TEXT TO READ:
==============================
It doesn't matter what method you use to set up dates, call or text, as long as that's all you use the phone for. Set up the specifics of the date in as few steps as possible and get off the phone and let her wonder about you. It'll have more of an effect on her than any amount of flirtatious text will, because she'll have her beta orbiters texting her in your absence to demonstrate the contrast.

The reason I use text is because I'm a lawyer, and I prefer having things in writing, and unless a woman loses her phone between setting the date and the date itself, she'll have the details of your date, including any addresses, in writing. Even if I set the day we're meeting on the phone, I get back to them soon afterwards via text with the place and time so it's in writing, so that there's no misunderstanding.

I've minimized contact between the setup and the date because it allows me to see what happens in the interim. Women have gotten frustrated with me for not confirming a date in the hours before, and tried to cancel to punish me, and I will NOT confirm an already definite date. That's their own insecurities. If they get in touch hours before wanting to know if we're still on for the evening, which they usually do, it's because they're thinking and wondering about me and want to see me.
Harry Wilmington said:
Amazingly, I agree with all of this - it's the exact same stuff I've been saying on here for YEARS.
Stugots26 said:
My god, HW, that's some real $hit advice.


:crackup:

Another Anti Texting guy spouting off his nonsense thinking "his way" is "the only way". And of course Harry will agree with that. :yes:

Like I said before, there is a pattern here with the posters, like minds agree with each other. Stugots26 contradicts himself agreeing with Harry's advice which he calls "sh1t advice". It's pretty damn funny when you see this stuff. :crackup:

When a chick is interested in you, there is no need to confirm and they won't get "frustrated" with you for not confirming. They sure as hell won't try to "punish" you either.

Any type of punishment given from a woman goes towards a beta man who she disrespects. She doesn't think too highly of you already becaue she feels you are of less value. Therefore, you won't get a date or get laid. That's just the way it is and how it goes. :yes:

That's why you call them and let them know what the deal is so there is no question about it. She will be excited to see you and will not give you a hassle and will show up on time looking nice and hot.

That's why chicks will text you when they are thinking and wondering about you. To see what you are up to. Good texts will wet their panties even more with the interest they already have. That will replace a date turning it into fvck date when they already feel they have a connection with you.

You are not the only dude she gave her number to, so when another dude out games you, she will be thinking and wondering about him forgetting all about you.

But Stugots26, like the other Anti Texting guys, take my words out of context to fit their own philosophy. It happens all the time in here, with them using their same old tired talking points that have been disproven. Ridiculous. :yes:

I've never met an interested chick in my life who stays silent like these guys try to claim.
==============================
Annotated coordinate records
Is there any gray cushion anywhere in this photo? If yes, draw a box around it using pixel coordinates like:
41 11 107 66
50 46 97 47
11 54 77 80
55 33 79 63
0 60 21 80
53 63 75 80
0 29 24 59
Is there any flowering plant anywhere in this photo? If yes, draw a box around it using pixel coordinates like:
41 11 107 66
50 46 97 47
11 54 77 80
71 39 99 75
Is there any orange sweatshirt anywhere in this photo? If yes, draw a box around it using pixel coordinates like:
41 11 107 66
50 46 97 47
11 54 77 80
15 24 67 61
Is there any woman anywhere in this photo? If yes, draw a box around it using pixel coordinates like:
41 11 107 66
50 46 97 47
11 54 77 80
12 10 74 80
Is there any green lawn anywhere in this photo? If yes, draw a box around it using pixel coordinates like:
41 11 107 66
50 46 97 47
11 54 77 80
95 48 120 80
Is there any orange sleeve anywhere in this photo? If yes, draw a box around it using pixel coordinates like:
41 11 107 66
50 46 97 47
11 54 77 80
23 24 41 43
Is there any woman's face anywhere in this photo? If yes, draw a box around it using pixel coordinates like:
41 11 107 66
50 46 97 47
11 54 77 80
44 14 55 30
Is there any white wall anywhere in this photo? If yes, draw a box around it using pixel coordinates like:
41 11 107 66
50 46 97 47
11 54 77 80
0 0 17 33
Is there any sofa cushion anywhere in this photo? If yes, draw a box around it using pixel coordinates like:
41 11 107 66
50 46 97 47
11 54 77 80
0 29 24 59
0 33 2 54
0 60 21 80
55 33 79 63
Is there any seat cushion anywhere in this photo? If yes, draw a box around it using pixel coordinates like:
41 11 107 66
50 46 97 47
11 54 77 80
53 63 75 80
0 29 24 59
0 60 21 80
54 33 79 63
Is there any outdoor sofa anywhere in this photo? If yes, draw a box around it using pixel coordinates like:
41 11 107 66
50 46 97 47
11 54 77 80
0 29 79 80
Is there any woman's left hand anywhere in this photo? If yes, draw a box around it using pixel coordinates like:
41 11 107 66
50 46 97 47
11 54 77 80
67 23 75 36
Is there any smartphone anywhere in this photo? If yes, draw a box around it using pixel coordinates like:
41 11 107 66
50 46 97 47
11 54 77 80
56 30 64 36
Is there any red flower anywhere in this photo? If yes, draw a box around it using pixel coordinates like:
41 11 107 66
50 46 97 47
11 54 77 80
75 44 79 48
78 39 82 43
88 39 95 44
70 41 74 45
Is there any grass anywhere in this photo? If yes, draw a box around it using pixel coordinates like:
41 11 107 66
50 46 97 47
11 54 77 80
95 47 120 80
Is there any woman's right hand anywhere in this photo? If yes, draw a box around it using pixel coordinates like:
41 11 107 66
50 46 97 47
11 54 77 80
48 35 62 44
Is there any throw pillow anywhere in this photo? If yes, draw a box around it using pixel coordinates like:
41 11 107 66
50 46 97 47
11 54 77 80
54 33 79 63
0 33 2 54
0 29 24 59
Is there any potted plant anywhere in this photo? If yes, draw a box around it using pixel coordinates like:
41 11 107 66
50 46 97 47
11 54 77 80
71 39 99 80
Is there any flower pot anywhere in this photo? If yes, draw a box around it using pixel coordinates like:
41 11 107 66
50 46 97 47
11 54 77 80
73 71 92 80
==============================
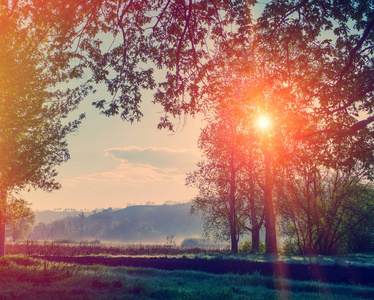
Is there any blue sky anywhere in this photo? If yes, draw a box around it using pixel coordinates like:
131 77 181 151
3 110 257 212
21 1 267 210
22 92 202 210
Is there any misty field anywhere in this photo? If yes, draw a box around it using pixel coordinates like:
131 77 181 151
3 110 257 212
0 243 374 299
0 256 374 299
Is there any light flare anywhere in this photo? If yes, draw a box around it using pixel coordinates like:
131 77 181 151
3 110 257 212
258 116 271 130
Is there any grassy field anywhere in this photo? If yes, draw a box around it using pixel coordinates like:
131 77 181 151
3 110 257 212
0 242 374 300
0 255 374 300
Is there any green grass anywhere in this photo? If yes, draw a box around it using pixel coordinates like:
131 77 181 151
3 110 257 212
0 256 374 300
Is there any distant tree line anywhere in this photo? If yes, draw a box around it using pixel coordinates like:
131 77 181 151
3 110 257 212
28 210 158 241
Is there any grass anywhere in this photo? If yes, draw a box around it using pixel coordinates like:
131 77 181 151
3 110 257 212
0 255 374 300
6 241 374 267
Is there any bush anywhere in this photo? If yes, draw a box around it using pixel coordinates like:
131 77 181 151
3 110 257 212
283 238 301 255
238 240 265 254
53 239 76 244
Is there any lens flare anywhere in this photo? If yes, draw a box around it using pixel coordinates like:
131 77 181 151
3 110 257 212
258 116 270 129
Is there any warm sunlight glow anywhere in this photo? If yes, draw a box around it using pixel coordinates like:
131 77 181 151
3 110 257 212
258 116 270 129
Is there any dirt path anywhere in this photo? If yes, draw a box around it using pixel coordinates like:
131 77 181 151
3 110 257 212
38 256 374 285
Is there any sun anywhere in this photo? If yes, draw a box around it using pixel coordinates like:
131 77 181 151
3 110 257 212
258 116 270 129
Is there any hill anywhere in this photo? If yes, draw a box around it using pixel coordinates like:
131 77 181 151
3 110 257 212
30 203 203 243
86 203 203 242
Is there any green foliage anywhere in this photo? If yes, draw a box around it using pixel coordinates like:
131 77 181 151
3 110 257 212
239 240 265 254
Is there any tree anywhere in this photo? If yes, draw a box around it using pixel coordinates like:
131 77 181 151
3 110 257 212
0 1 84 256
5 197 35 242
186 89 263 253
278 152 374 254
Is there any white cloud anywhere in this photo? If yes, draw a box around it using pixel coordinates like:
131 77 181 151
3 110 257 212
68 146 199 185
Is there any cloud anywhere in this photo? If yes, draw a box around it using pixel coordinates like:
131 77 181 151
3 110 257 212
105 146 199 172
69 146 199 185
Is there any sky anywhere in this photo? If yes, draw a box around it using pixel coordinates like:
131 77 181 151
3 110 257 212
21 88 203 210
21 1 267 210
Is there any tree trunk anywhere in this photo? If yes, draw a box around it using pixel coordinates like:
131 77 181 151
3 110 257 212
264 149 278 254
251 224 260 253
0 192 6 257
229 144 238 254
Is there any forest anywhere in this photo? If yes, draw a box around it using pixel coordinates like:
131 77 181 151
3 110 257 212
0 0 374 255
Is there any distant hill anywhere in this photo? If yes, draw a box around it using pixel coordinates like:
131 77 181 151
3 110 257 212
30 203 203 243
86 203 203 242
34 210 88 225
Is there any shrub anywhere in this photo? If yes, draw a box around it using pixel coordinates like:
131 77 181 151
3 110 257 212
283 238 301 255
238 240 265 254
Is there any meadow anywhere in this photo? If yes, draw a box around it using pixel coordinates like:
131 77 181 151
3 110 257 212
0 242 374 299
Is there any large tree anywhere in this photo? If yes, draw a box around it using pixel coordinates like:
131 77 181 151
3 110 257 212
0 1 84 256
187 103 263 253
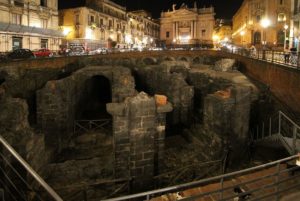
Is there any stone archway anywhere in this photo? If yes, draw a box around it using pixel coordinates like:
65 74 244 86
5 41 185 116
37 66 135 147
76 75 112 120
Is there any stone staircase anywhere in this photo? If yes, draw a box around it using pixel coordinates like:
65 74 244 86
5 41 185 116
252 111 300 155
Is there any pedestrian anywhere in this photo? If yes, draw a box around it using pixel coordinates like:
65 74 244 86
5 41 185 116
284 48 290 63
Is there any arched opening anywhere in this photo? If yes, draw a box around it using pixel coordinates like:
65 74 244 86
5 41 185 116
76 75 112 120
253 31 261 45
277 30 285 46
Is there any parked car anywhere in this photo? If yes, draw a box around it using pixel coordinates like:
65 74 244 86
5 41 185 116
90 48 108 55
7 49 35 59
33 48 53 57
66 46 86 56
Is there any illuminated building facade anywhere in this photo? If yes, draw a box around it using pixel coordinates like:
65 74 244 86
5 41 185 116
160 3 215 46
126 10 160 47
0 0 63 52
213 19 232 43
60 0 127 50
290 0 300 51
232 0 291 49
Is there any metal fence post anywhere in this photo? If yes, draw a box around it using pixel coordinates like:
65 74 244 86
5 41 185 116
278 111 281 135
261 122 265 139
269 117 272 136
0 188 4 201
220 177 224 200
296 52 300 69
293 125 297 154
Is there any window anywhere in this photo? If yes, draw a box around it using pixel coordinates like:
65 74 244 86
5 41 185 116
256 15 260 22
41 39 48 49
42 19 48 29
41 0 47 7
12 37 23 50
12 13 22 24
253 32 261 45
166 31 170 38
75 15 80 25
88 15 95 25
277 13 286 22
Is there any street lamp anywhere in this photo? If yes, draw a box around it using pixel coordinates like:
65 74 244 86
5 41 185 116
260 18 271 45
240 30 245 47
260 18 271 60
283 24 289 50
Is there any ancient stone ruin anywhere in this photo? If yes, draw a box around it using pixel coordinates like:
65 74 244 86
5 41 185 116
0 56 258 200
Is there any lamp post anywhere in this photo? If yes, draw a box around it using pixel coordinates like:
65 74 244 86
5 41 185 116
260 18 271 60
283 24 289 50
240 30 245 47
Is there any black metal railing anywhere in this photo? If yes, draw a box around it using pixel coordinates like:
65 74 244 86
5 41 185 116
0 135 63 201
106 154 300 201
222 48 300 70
==============================
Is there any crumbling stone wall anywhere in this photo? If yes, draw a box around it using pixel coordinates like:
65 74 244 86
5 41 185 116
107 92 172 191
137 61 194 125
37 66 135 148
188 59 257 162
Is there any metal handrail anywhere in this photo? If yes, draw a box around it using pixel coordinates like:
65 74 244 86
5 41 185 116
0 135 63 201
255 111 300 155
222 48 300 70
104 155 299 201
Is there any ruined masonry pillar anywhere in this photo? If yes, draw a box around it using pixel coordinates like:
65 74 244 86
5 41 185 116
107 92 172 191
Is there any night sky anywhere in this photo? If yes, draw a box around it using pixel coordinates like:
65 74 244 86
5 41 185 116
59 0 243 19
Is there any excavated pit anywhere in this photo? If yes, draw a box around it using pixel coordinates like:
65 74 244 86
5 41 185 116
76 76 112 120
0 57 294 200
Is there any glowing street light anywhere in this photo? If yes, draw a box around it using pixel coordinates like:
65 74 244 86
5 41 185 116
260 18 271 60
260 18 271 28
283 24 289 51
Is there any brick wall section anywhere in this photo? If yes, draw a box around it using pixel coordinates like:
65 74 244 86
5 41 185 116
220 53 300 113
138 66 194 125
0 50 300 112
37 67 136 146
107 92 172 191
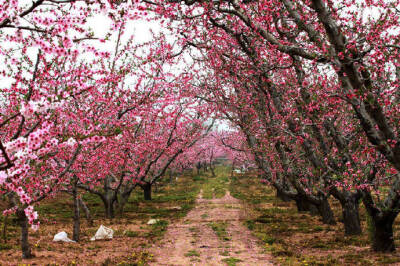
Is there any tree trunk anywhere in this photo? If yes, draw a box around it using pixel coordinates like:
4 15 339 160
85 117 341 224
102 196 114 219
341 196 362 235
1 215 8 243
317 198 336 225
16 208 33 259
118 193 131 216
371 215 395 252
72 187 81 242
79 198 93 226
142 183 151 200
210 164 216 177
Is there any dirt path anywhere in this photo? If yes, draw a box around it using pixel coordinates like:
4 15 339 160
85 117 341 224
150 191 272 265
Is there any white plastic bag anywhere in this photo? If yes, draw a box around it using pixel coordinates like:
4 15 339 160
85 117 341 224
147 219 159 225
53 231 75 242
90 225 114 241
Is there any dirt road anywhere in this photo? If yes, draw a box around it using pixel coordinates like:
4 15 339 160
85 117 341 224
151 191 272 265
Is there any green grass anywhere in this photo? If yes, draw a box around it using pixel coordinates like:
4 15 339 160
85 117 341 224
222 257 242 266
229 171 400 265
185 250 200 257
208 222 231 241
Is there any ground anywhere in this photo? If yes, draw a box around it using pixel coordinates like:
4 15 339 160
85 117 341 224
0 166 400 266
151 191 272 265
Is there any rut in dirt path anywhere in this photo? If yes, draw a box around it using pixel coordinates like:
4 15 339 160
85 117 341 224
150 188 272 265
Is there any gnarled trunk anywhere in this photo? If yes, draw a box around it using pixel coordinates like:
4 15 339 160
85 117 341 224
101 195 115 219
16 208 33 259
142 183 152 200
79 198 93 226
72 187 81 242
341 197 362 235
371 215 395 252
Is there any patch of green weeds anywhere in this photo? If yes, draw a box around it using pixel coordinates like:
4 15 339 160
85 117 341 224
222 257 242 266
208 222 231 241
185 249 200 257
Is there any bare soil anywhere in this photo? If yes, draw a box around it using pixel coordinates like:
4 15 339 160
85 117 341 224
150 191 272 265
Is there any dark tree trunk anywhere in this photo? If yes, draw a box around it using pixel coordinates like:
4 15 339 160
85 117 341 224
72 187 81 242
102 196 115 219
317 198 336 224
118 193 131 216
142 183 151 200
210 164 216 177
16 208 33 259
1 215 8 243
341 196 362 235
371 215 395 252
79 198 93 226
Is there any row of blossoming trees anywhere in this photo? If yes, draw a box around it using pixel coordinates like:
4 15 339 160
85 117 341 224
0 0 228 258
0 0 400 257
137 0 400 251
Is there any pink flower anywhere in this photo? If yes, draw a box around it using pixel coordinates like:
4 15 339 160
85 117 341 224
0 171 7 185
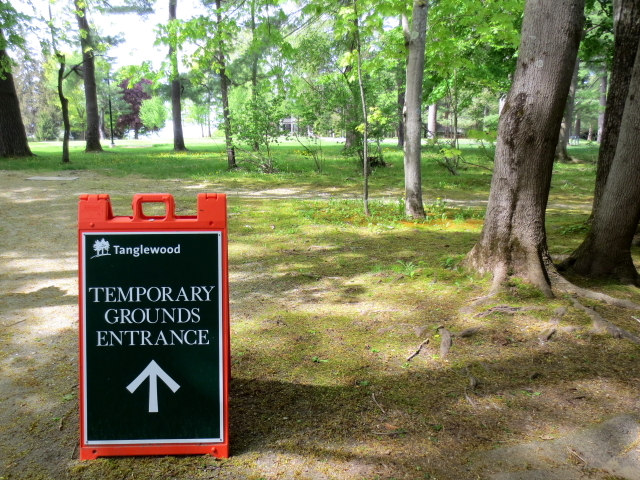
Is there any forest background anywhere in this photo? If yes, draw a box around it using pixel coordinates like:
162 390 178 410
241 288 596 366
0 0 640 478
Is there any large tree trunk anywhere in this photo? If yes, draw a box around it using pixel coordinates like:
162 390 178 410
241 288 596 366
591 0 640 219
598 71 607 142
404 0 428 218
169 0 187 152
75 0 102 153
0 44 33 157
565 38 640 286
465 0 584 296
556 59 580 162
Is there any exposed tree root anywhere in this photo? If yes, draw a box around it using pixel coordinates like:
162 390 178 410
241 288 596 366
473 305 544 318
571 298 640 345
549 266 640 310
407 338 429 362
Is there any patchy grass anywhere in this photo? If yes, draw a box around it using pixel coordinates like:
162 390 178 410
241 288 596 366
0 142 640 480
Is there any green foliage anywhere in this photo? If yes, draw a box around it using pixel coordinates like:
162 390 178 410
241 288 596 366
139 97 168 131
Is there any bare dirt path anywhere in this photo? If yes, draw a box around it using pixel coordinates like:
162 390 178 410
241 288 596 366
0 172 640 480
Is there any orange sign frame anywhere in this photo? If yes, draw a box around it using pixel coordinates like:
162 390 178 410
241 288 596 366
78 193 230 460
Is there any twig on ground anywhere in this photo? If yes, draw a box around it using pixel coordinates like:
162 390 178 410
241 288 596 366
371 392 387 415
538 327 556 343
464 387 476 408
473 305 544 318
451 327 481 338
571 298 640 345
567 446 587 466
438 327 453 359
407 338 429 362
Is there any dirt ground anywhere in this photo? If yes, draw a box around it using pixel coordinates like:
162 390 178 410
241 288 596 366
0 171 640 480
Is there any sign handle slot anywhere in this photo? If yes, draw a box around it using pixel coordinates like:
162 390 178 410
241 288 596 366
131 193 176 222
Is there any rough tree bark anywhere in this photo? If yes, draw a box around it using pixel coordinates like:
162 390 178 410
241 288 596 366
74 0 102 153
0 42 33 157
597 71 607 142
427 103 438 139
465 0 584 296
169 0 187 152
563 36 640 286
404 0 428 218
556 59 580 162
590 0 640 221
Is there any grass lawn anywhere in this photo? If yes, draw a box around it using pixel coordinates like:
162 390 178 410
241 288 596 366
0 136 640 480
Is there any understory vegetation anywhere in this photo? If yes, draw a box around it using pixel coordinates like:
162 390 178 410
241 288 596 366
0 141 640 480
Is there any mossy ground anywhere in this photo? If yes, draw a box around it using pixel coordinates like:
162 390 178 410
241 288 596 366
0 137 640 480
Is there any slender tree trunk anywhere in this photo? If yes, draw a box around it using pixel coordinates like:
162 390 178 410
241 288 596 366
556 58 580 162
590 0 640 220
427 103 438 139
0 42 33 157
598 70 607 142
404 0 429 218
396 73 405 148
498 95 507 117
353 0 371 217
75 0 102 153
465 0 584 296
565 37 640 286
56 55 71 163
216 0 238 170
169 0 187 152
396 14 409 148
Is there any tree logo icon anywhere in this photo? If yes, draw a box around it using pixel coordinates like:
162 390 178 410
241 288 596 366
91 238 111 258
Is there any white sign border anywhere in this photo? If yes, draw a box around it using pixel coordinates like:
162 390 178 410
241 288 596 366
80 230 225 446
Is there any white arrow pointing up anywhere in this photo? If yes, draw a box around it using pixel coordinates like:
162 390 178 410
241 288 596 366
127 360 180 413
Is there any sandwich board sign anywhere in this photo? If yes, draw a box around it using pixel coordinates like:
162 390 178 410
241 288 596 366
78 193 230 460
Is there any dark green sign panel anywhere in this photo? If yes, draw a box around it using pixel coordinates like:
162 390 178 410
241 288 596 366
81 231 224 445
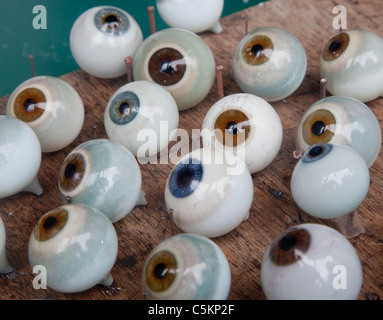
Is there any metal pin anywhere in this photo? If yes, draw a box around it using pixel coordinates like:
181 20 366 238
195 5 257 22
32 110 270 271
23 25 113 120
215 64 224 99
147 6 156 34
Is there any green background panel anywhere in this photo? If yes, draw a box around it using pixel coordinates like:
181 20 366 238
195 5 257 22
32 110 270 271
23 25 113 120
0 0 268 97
==============================
THE TASKS:
(1) Edit the annotated coordinate records starting at the line containing "Is there any red" and ending at the line containing "71 39 99 80", replacing "photo" with "image" and leaving everything else unchanged. Return only those lines.
(2) Pick up the forum discussion on whether to call or text women when setting up dates, and continue it from its final sentence.

ANSWERS FOR THE EXERCISE:
(1)
Is there any red flower anywhere in this image? If yes, draw a box around it using pixel coordinates like:
41 11 107 66
50 46 97 47
11 54 77 80
75 44 79 48
78 39 82 43
88 39 95 44
70 41 74 45
Is there any grass anywhere in this image? If yes, draw a box around it using pixel coordinates like:
41 11 107 66
50 46 97 47
11 54 77 80
95 47 120 80
Is there any woman's right hand anywhere in this image? If yes, draw a box around it using pixel coordinates like:
41 11 107 66
50 46 97 47
11 54 77 80
48 35 62 44
Is there any throw pillow anywhere in this image? If yes, draw a box around it using pixel coordinates like:
41 11 107 66
50 46 97 47
11 54 77 80
54 33 79 63
0 33 2 54
0 29 24 59
Is there any potted plant anywhere in this image? If yes, draw a box around it using pixel coordinates like:
41 11 107 66
50 46 97 47
11 54 77 80
71 39 99 80

(2)
I remember when I messed up my leg snowboarding and was laid up for a couple of weeks. I met a chick who I was supposed to go out with 3 or 4 days later. I couldn't go out so we only texted during that time. And it was quite a bit of texting we did too. We had sex on the first date we had that night. When we were both laying in bed after, she told me that she "Never slept with a guy before on the first date." Did I care if she was telling me the truth? No. What matters is what she said to me after that. She said that "She felt like she already knew me and that we've already been on a couple of dates before." So, the texting we did replaced the dates and escalated things faster to sex. That's why I texted ever since then. She wasn't the only chick who told me that.

When I have tool to use for my advantage, I'm going to use it. No need wasting time on extra dates when you don't need to. Texting works because it has given me great results because I can game several chicks at the same time including keeping in touch with my plates.

Beta orbiters are useless and the chicks just pacify them. Interested chicks will always make an effort to communicate with you. I'm not sure why you Anti Texting guys still can't understand that.

Confirming the date in text will not give you any better edge when the chick has no intentions of going out.

And it's no coincidence that when you're talking on the phone to set up your date, a chick will flake on the dude who texted the date.

Look at all the dudes in here who texted their dates and got flaked on.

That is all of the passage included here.